Reproduce, exactly and in full, only the lines below from the one containing "point(1137, 593)" through the one containing "point(421, 153)".

Stored entries
# # # # #

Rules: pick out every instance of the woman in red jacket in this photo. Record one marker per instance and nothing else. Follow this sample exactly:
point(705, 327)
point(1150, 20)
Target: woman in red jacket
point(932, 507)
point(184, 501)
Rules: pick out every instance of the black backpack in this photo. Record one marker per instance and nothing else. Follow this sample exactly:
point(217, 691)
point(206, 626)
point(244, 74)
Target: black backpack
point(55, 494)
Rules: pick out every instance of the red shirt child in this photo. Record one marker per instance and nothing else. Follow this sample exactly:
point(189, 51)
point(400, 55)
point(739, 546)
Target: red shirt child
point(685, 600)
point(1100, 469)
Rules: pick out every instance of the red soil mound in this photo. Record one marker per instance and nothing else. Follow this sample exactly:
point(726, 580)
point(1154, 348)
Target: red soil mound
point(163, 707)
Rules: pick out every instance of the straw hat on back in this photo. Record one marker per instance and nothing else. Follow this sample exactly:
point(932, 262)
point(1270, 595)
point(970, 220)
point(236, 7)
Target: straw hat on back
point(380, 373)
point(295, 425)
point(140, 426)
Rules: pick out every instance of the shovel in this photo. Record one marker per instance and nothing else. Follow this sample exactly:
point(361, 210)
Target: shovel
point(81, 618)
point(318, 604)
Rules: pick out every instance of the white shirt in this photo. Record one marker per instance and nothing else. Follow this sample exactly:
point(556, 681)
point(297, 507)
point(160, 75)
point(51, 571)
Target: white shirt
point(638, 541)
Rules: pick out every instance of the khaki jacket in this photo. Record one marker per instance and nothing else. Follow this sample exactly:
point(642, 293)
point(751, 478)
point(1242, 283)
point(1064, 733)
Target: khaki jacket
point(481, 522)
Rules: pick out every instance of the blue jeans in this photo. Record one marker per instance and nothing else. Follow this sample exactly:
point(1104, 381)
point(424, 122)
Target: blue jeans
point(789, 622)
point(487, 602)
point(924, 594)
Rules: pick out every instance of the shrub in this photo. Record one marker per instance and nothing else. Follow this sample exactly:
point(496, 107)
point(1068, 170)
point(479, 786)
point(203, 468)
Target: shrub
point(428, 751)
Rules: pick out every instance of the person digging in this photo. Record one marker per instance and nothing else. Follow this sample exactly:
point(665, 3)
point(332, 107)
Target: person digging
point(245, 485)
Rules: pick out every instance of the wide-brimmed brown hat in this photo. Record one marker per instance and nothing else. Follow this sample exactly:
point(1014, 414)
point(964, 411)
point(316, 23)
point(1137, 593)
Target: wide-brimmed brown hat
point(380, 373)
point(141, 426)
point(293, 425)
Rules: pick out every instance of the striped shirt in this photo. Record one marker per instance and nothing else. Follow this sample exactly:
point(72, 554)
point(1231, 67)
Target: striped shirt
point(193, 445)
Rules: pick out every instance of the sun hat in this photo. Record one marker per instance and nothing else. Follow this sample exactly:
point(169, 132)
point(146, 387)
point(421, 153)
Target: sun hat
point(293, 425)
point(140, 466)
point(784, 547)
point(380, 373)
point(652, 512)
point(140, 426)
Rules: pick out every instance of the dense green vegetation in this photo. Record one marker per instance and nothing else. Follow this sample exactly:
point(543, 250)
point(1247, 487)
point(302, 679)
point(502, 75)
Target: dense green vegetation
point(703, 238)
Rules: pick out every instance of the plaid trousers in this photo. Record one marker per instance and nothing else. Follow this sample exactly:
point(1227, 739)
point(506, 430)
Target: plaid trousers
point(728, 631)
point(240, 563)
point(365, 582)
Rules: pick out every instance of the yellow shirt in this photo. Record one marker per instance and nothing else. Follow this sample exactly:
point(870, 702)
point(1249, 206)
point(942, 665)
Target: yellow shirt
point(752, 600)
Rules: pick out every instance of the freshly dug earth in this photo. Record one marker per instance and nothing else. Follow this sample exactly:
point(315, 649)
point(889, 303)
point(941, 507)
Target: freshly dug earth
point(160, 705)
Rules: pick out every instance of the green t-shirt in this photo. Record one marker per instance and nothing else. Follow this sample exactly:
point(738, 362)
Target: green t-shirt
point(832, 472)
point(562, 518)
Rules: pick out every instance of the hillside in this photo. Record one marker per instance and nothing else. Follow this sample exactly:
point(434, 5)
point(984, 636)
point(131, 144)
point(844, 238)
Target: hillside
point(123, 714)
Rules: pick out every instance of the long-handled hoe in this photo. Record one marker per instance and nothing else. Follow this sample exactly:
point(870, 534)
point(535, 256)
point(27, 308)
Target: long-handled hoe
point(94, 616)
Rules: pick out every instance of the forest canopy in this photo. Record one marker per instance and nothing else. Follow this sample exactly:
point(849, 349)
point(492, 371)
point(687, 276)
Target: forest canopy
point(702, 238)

# # # # #

● **ANSWER TO THIS TASK**
point(1137, 593)
Target: wide-brimmed brown hat
point(380, 373)
point(141, 426)
point(293, 425)
Rules: pick out every instance of the striped shirt in this photo. Record one marker per instance and nothing else. Follow this sample exactly:
point(72, 554)
point(1231, 67)
Target: striped shirt
point(193, 445)
Rules: pick out every instance of the sun hat in this photo. Record one marker per instance and nothing else. Follow this sample exactly:
point(169, 132)
point(146, 387)
point(421, 153)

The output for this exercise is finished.